**** Page ****

That question, raised by DelawareOnline.com/News Journal staff writer Isabel Hughes in a special report published last week, was obvious in assessing a distressing incident last October, when it took police more than 70 minutes to respond to threats against students and staff at Academia Antonia Alonso Charter School near Christiana.

While the threat was ultimately proven to be a hoax, it took 19 calls to 911 from teachers, administrators and parents —and 76 minutes before law enforcement arrived.

Parents forced their way in to the Academia Antonia Alonso Charter School on October 24, 2022 after the school was placed on lockdown after a threat was called in to the building.  Delaware Online/The News Journal has edited the photos to blur the faces of parents involved.
Parents forced their way in to the Academia Antonia Alonso Charter School on October 24, 2022 after the school was placed on lockdown after a threat was called in to the building. Delaware Online/The News Journal has edited the photos to blur the faces of parents involved.

As we’ve seen far too frequently across this country — in horrendous mass shootings in Buffalo, Uvalde, East Lansing, and just this week in Nashville, police response to mass shootings is essential — and can be pivotal to the resolution of threats against those endangered.

19 calls and 76 minutes are data points that are simply unacceptable.

Parents, teachers, administrators, students — and Mercedes Alonso, the school’s director who placed the initial 911 call to police to report the Oct. 24, 2022 threat — have every reason to have sustained and serious concerns about the Delaware State Police’s response.

Equally concerning, we believe, was the silence the DSP maintained after the incident and, just as frustrating is a lack of concern — and lack of calls for investigation and change — from members of the General Assembly and Gov. John Carney.

**** Records shown ****

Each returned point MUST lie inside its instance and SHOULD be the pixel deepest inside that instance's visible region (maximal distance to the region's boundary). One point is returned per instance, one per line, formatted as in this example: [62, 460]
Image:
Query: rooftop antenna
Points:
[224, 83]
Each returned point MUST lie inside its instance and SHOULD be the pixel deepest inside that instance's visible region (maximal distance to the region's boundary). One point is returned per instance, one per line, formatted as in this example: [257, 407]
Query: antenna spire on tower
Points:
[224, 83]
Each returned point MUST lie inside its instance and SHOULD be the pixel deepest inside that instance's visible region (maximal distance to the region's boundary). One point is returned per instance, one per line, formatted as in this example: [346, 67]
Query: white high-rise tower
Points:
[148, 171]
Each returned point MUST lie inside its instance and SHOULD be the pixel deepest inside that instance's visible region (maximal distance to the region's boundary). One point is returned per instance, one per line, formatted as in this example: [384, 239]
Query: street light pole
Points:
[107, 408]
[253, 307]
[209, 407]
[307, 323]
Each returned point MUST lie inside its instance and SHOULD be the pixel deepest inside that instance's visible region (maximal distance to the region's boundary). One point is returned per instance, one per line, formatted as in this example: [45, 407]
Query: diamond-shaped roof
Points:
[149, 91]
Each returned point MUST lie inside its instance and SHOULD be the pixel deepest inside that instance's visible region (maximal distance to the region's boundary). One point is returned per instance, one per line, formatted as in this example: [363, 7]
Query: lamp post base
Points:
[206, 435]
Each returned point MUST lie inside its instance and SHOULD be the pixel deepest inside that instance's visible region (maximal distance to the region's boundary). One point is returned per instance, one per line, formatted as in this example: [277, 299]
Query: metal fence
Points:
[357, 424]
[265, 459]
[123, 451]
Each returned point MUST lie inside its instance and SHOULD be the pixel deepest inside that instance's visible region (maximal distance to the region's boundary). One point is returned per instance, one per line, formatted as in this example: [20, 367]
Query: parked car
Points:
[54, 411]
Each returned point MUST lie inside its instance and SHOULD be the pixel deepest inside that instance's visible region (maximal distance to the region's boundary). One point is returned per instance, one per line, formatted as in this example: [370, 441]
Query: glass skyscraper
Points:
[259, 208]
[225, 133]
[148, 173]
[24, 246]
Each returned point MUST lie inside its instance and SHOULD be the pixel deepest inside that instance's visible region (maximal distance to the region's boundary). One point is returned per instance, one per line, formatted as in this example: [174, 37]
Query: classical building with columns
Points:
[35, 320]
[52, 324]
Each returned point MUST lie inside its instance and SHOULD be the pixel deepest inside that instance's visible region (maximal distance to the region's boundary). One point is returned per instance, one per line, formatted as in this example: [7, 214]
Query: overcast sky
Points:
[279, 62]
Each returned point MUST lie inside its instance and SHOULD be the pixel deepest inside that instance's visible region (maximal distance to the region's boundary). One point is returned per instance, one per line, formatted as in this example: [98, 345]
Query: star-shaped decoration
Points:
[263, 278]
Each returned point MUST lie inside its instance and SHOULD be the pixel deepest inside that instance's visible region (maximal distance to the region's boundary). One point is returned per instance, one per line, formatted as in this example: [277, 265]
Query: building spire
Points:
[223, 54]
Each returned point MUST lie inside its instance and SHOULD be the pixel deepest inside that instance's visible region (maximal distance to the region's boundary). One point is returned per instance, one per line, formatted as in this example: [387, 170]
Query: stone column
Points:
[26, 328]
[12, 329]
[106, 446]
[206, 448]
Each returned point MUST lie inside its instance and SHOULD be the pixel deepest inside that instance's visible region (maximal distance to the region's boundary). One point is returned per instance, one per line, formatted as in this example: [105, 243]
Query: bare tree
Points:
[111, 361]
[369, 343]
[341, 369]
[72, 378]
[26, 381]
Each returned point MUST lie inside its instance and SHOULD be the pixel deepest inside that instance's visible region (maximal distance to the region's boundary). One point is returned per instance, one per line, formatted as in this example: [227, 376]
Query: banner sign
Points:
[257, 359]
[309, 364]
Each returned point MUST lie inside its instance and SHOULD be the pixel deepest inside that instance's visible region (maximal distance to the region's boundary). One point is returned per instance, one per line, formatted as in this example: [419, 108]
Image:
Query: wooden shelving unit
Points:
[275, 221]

****

Exercise instructions: From the editorial about the school threat response, extract the passage that begins at the words "Equally concerning, we" and stops after "Gov. John Carney.".

Exercise answer:
Equally concerning, we believe, was the silence the DSP maintained after the incident and, just as frustrating is a lack of concern — and lack of calls for investigation and change — from members of the General Assembly and Gov. John Carney.